Meanwhile, social media circulate ever-wilder rumors. Some people believe them; others don’t. It’s hard work to ascertain what is true.

Nobody’s repealed the First Amendment, of course, and Americans remain as free to speak their minds as ever—provided they can stomach seeing their timelines fill up with obscene abuse and angry threats from the pro-Trump troll armies that police Facebook and Twitter. Rather than deal with digital thugs, young people increasingly drift to less political media like Snapchat and Instagram.

Trump-critical media do continue to find elite audiences. Their investigations still win Pulitzer Prizes; their reporters accept invitations to anxious conferences about corruption, digital-journalism standards, the end of nato, and the rise of populist authoritarianism. Yet somehow all of this earnest effort feels less and less relevant to American politics. President Trump communicates with the people directly via his Twitter account, ushering his supporters toward favorable information at Fox News or Breitbart.

Excerpts of pointing data
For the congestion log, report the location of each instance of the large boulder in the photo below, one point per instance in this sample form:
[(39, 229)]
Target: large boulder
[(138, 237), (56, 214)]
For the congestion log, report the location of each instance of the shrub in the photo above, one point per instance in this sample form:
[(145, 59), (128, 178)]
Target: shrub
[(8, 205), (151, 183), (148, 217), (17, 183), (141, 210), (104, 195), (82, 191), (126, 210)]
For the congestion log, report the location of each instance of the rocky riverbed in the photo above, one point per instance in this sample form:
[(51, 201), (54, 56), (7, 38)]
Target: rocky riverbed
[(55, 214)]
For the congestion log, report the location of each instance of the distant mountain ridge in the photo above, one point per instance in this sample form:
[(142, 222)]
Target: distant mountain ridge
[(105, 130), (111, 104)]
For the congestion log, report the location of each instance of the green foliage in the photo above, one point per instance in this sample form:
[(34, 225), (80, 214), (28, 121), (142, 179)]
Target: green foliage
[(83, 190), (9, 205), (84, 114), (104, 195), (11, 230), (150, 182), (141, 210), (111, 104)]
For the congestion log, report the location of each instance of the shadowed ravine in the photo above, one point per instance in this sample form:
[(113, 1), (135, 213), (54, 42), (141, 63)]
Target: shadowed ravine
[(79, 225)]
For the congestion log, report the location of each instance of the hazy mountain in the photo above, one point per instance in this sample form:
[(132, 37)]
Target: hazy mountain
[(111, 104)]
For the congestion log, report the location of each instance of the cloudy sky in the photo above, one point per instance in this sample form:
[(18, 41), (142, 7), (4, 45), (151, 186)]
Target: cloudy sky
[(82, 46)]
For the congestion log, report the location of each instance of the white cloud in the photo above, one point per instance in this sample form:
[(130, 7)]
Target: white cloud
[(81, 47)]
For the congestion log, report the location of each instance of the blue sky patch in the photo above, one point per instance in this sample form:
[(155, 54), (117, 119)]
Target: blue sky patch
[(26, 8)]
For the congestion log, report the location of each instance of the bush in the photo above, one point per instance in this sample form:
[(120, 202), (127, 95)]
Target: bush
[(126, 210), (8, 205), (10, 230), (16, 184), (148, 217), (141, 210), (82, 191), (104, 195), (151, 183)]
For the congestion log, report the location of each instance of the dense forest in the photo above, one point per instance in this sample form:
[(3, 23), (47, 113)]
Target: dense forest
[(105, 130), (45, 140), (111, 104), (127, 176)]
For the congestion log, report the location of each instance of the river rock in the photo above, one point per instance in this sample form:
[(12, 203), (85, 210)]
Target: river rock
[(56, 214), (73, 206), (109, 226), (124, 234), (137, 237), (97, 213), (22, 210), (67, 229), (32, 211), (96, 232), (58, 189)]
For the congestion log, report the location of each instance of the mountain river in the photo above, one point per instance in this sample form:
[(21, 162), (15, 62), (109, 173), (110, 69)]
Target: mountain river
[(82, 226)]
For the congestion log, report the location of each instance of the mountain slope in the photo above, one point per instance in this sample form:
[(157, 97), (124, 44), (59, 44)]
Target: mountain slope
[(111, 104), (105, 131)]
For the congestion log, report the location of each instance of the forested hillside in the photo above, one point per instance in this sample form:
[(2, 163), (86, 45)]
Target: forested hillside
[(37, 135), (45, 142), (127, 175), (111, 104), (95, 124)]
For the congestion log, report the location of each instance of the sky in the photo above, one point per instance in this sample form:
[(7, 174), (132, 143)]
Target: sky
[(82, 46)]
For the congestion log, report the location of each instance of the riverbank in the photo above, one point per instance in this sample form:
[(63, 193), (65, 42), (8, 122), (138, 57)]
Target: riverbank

To be done >>
Answer these questions from the passage on American media above:
(a) Which less political media are young people increasingly drifting to?
(b) What prizes do the investigations of Trump-critical media still win?
(c) Through what does President Trump communicate with the people directly?

Response to the exercise >>
(a) Snapchat and Instagram
(b) Pulitzer Prizes
(c) His Twitter account